## WHAT YOU WILL DO
Among the entries below, find the line with "Sample: [(231, 191)]", then quote it and each following line up to and including the line with "Exercise. Mark every instance of the yellow referee", and nothing else.

○ ○ ○ ○ ○ ○ ○

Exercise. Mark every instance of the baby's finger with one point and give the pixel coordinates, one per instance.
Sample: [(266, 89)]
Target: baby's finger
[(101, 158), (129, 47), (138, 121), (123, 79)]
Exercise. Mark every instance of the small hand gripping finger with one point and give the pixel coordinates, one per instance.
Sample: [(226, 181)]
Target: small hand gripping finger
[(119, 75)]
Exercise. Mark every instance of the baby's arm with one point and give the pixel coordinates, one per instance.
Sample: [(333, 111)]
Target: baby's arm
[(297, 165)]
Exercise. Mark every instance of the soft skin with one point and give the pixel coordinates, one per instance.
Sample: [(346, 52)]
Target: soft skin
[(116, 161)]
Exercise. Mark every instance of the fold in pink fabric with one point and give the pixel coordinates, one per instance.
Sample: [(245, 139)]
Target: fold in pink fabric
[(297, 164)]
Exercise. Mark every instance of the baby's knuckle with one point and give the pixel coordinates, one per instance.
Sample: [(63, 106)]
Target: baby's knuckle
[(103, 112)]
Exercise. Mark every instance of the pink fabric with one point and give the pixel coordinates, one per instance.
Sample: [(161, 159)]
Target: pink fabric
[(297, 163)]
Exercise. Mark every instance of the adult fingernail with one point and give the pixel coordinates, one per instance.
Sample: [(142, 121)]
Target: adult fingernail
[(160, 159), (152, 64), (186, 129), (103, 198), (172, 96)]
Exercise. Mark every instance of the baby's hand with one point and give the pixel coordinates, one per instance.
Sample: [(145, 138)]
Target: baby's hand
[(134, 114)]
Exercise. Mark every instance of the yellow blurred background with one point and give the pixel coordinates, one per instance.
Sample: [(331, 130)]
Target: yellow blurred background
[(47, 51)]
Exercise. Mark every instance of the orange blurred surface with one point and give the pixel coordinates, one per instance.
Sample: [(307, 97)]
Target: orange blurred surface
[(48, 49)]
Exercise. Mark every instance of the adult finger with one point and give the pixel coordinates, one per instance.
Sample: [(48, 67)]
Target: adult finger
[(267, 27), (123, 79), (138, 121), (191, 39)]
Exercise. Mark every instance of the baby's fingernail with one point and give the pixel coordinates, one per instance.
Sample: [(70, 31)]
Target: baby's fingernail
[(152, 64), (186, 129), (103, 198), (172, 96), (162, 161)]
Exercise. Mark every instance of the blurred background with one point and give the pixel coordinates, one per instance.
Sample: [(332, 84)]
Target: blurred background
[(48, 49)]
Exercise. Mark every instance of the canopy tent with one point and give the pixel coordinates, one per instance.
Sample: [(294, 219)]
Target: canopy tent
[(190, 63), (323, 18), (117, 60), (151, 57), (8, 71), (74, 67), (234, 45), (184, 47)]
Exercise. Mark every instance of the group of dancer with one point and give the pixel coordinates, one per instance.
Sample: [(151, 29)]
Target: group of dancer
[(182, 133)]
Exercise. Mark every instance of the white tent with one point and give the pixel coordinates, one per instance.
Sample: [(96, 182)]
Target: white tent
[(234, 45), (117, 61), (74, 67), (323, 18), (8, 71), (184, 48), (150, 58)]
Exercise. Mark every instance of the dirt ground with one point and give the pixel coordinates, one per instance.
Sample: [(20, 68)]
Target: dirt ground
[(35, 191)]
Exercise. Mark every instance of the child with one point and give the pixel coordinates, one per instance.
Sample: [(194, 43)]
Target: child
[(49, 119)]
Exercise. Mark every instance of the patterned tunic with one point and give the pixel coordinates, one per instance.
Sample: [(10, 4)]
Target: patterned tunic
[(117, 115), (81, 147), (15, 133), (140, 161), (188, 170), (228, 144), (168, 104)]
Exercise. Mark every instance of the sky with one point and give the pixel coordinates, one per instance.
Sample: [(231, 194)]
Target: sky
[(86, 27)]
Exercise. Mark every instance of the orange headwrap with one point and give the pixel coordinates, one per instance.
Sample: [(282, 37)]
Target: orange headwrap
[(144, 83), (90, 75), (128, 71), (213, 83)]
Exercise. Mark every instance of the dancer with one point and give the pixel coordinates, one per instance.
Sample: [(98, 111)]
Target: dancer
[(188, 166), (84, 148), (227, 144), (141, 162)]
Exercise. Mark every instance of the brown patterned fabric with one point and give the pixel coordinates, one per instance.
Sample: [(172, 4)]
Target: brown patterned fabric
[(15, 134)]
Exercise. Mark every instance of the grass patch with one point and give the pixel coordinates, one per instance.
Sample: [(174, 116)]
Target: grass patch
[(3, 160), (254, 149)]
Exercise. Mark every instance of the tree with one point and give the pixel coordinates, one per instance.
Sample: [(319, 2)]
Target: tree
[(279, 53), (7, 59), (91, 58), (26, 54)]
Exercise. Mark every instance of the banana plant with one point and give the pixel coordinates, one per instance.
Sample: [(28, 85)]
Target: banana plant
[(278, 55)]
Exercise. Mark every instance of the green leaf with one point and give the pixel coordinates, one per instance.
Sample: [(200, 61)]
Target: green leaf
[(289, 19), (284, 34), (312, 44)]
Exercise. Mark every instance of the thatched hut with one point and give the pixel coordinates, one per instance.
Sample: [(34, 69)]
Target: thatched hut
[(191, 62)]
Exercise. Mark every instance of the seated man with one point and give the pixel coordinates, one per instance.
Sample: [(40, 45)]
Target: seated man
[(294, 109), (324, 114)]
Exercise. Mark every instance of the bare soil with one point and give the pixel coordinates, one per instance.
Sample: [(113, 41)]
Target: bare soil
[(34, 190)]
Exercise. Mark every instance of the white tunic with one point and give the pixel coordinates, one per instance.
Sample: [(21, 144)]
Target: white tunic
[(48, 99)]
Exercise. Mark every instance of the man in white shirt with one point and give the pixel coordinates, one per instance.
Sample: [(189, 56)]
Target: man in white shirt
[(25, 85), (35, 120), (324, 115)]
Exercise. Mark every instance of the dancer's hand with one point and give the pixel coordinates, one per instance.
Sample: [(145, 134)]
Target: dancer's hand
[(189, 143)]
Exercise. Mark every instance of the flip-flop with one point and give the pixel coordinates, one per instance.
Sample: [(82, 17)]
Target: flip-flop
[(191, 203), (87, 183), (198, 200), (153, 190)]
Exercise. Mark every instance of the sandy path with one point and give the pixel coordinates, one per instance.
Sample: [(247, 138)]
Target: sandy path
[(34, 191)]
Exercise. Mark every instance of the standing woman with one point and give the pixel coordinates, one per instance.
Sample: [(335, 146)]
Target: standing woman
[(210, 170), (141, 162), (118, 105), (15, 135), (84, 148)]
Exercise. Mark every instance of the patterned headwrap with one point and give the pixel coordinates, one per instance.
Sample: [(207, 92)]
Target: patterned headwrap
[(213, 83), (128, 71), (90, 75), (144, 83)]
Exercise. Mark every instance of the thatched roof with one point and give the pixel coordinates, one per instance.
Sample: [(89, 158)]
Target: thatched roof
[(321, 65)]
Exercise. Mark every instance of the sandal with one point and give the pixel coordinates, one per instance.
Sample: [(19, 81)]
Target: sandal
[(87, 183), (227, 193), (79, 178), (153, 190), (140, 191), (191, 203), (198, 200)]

○ ○ ○ ○ ○ ○ ○

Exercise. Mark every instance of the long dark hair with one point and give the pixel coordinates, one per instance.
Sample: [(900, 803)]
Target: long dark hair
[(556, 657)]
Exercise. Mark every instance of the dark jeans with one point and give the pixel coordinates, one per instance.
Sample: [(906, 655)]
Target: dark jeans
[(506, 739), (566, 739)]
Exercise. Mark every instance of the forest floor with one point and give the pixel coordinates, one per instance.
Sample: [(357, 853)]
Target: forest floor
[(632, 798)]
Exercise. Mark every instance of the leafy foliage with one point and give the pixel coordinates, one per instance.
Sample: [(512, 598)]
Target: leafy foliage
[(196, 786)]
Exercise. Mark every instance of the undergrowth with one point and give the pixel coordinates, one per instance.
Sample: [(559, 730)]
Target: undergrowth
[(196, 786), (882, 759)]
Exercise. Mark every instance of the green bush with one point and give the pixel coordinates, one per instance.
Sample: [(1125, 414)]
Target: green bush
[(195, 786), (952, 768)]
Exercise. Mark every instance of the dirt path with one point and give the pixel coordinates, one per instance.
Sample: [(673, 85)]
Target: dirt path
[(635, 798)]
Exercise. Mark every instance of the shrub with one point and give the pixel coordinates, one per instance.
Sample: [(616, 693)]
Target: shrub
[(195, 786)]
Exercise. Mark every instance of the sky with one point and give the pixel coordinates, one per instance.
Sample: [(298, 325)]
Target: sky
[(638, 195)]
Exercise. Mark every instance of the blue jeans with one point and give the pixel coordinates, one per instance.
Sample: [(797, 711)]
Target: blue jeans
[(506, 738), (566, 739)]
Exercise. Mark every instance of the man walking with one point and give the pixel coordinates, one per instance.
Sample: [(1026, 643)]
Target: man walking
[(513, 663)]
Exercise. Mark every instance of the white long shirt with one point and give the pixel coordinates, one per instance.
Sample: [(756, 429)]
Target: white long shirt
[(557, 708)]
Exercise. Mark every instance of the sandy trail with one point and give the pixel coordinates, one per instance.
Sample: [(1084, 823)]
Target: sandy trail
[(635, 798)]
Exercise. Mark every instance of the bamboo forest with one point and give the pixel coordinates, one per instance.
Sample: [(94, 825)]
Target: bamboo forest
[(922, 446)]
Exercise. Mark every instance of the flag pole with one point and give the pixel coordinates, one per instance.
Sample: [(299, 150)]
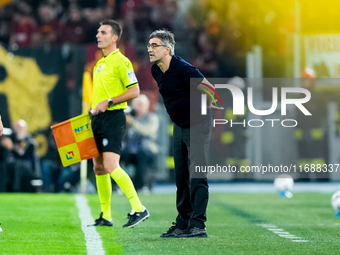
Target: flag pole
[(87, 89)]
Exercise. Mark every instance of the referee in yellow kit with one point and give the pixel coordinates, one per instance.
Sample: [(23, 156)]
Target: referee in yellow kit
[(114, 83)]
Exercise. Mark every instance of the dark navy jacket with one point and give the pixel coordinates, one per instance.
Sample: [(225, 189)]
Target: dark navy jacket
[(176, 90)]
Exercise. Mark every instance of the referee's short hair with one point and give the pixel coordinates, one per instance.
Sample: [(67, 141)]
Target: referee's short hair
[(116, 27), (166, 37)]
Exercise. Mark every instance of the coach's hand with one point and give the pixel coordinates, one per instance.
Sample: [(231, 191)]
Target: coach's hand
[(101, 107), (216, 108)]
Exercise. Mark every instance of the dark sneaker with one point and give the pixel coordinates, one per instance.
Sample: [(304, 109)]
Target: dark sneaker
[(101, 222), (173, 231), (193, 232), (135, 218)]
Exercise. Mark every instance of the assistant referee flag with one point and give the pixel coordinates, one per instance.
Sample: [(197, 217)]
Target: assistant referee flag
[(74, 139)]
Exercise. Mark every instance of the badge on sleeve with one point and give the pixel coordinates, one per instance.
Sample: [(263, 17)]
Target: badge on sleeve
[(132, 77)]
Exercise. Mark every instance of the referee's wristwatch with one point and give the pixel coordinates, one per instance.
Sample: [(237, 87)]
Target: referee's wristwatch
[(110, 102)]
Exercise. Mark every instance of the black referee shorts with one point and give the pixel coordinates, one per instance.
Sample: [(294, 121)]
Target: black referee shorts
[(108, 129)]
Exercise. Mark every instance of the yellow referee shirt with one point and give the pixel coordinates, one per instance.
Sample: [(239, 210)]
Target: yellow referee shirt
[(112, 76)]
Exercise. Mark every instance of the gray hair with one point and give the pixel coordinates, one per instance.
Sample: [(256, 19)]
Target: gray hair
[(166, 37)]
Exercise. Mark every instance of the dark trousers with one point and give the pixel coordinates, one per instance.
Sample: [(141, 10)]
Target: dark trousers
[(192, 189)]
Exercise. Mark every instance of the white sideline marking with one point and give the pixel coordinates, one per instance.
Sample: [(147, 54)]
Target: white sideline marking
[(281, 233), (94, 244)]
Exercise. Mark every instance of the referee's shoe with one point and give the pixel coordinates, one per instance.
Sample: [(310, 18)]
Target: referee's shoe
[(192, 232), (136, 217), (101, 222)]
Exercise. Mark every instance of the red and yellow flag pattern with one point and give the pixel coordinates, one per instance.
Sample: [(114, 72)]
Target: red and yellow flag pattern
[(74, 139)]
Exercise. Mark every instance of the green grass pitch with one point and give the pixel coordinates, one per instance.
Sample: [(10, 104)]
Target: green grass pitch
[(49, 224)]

○ ○ ○ ○ ○ ○ ○

## OUTPUT
Sample: [(231, 191)]
Target: coach's hand
[(101, 107), (216, 108)]
Exercise. Mark every instance of the dark sneaker with one point and give the pixel coordinates, one per instance.
Sample: [(304, 109)]
Target: dark sneaker
[(101, 222), (173, 231), (193, 232), (135, 218)]
Exercise. Mark every instance of the assistant referee flag with one point and give the pixel coordinates, one per instance.
Sample: [(197, 217)]
Target: assistant referee flag
[(74, 139)]
Exercise. Mark every instance of the badge on sleeve with one point and give the pixel coordinates, one per instance.
Sample: [(263, 17)]
Target: badge on sleeve
[(132, 77)]
Exercise. Mark every instance of the referee's wristwatch with one point and give the pixel coordinates, one per instance.
Sample: [(237, 87)]
Target: referee's wristwatch
[(110, 102)]
Exercise. Mark every instance of the black referee shorts with one point and give the pixel coordinates, one per instance.
Sample: [(294, 121)]
Target: black referee shorts
[(108, 129)]
Exercise. Mark every instance of the yellow referee shirt with one point and give the pixel coordinates, one per instance.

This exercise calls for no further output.